Task statement
List each line of the records below that contains the string "tall". Case counts.

:: Records supplied ::

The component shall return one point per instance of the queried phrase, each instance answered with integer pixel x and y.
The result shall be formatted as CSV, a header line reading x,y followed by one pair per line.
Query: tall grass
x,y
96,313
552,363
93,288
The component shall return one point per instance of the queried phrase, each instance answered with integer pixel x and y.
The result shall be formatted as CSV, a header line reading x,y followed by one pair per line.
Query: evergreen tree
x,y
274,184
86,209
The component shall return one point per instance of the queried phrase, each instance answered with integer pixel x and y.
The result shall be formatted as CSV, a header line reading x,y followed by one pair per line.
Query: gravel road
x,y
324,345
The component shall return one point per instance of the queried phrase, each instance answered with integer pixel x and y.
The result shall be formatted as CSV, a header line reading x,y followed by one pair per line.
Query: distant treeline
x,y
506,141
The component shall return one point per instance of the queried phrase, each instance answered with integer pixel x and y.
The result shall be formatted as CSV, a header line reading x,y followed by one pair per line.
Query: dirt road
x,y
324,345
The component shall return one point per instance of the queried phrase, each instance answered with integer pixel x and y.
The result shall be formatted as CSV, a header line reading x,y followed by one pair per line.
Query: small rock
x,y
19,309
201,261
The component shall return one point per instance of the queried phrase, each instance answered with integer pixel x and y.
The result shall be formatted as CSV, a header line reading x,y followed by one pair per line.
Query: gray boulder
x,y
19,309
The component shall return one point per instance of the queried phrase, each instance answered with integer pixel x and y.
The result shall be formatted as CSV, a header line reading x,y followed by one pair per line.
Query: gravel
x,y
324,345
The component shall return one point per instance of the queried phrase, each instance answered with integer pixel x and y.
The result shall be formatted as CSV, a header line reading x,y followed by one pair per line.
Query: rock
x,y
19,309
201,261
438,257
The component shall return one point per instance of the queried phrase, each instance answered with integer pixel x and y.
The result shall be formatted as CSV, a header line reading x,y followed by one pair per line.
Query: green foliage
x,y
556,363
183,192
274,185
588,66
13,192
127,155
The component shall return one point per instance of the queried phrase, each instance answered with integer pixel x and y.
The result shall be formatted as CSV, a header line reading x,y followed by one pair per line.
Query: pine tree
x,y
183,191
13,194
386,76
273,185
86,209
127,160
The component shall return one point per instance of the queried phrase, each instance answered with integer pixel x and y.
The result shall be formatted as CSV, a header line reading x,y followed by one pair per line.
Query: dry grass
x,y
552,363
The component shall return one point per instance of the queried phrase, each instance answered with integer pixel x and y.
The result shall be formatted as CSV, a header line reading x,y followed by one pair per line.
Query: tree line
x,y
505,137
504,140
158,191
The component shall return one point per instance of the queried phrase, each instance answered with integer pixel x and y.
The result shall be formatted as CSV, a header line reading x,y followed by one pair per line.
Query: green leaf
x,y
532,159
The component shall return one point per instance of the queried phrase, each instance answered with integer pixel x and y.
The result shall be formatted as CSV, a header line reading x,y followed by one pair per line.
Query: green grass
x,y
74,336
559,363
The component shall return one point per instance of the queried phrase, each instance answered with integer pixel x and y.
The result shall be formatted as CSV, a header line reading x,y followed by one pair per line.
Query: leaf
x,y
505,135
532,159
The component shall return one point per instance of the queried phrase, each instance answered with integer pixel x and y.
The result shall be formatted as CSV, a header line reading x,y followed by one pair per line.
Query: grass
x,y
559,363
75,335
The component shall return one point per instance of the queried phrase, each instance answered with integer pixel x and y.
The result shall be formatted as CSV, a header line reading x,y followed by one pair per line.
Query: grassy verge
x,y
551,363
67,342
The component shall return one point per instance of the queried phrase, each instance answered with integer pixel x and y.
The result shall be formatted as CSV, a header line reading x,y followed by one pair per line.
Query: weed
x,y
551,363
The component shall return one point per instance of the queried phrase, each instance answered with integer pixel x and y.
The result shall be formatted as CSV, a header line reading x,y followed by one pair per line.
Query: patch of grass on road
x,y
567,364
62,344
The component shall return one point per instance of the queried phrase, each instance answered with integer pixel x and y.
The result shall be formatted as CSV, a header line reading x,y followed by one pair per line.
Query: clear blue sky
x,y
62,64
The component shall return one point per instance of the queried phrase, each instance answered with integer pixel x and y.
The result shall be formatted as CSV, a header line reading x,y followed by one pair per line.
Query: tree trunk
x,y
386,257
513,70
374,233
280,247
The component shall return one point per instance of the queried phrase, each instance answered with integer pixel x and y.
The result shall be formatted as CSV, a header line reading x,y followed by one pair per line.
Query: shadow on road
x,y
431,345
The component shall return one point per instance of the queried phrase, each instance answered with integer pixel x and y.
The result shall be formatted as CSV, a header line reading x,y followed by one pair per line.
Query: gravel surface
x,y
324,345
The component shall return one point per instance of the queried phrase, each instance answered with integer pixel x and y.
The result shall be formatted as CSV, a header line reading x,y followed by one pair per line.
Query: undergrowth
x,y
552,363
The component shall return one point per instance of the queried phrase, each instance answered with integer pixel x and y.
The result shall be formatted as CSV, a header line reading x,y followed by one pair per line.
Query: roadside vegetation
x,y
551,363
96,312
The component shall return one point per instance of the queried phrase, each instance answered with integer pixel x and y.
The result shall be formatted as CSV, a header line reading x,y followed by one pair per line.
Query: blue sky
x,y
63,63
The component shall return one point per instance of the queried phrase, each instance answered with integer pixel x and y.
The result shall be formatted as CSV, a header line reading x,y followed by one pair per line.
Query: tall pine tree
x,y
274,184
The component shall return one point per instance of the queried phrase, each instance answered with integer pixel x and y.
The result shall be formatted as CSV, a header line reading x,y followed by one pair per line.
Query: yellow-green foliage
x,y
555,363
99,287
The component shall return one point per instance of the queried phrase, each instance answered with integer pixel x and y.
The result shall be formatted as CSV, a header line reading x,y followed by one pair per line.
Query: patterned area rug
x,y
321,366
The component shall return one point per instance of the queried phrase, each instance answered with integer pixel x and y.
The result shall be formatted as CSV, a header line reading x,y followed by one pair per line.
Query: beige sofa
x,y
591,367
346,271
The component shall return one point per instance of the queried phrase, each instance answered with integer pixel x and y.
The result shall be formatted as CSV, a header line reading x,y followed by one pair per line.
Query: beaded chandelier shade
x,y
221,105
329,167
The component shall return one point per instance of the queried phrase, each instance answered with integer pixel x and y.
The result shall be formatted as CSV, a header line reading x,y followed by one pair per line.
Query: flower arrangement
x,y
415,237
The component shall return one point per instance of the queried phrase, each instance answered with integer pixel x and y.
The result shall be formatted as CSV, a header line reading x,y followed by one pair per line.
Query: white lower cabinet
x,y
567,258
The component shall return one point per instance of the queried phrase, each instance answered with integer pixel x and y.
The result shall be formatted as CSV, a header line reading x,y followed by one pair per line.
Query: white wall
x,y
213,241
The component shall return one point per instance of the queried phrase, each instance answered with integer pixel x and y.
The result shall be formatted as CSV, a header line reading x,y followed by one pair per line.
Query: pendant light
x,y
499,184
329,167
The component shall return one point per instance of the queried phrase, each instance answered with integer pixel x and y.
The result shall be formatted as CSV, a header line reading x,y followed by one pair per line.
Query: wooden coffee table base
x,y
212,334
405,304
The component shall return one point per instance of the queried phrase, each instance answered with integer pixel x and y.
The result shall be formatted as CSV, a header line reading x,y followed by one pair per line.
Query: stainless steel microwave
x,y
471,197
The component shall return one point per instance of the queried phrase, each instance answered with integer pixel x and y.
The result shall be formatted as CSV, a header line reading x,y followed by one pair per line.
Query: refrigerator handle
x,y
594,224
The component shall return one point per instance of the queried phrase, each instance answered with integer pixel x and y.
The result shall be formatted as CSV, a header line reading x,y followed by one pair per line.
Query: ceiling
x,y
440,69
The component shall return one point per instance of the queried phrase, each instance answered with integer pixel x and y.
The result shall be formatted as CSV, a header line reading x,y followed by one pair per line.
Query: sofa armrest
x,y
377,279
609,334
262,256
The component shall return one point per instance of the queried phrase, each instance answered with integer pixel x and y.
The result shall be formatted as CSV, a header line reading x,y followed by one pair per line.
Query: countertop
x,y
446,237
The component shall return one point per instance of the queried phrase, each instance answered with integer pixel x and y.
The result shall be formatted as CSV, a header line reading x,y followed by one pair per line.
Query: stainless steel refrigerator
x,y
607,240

:::

Exercise output
Query: tall grass
Query: tall pine tree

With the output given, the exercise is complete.